-- Start of Provided entries --
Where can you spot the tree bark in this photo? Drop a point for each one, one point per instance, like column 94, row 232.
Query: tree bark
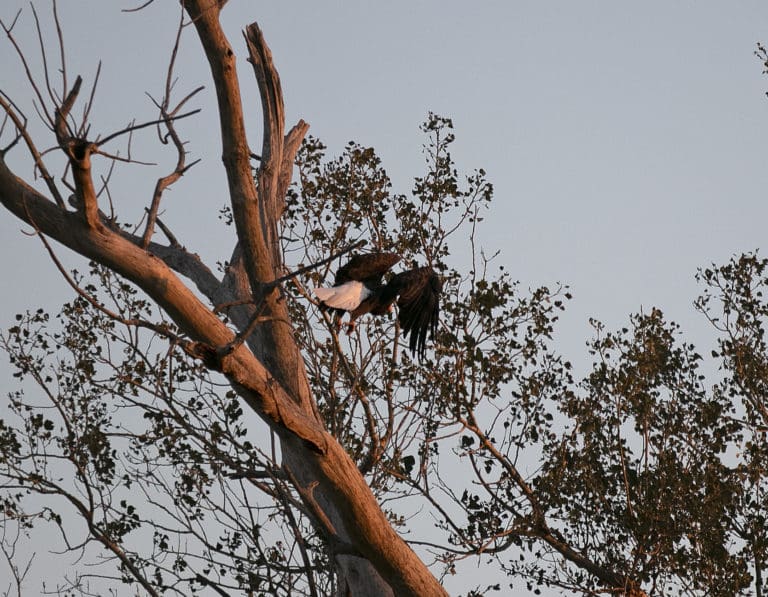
column 370, row 556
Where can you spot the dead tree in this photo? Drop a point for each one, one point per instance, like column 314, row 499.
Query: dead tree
column 267, row 370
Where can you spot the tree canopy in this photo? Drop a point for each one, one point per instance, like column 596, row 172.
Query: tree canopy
column 192, row 431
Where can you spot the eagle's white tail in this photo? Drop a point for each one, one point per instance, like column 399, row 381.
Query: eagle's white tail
column 347, row 296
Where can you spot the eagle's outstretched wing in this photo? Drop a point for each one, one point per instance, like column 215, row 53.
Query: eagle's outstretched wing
column 418, row 301
column 367, row 268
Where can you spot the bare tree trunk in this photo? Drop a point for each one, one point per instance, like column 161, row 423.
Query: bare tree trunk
column 370, row 556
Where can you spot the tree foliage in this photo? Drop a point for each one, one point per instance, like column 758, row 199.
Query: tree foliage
column 128, row 435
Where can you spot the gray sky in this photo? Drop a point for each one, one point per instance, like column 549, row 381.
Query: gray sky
column 626, row 141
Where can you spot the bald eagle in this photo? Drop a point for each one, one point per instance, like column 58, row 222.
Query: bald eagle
column 359, row 289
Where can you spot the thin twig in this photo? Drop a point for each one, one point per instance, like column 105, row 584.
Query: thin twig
column 128, row 129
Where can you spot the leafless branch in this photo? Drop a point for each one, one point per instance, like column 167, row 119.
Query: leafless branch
column 136, row 127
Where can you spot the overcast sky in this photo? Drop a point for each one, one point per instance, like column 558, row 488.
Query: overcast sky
column 626, row 141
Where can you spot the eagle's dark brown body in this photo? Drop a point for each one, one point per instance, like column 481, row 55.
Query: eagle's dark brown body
column 358, row 288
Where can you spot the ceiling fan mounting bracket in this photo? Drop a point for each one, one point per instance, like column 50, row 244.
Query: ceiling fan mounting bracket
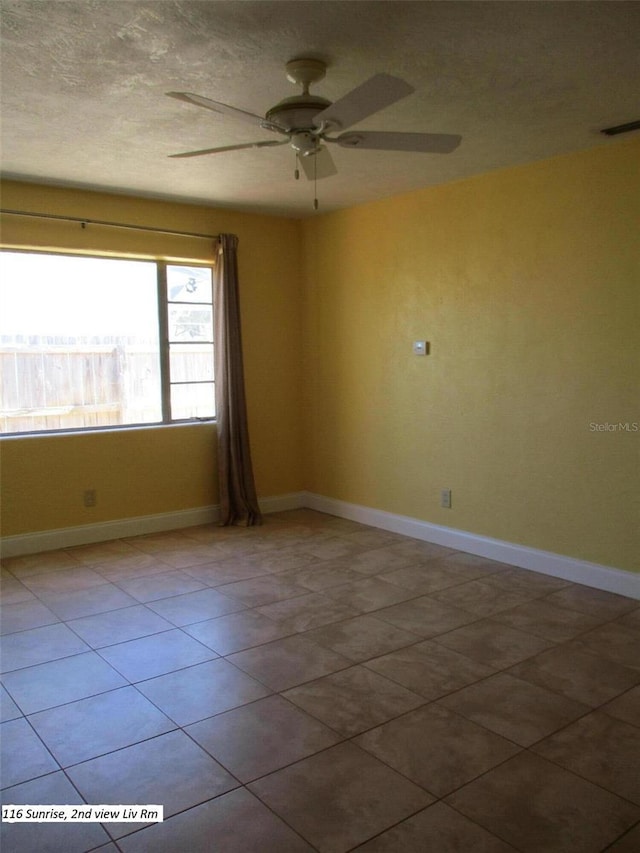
-- End of Provided entries --
Reproduce verbatim the stretch of the records from the line containing "Where can you spot the leafless" through the line containing "column 136, row 127", both included.

Where can you spot the leafless branch in this photo? Drop a point for each one, one point per instance, like column 167, row 119.
Query: leafless branch
column 136, row 127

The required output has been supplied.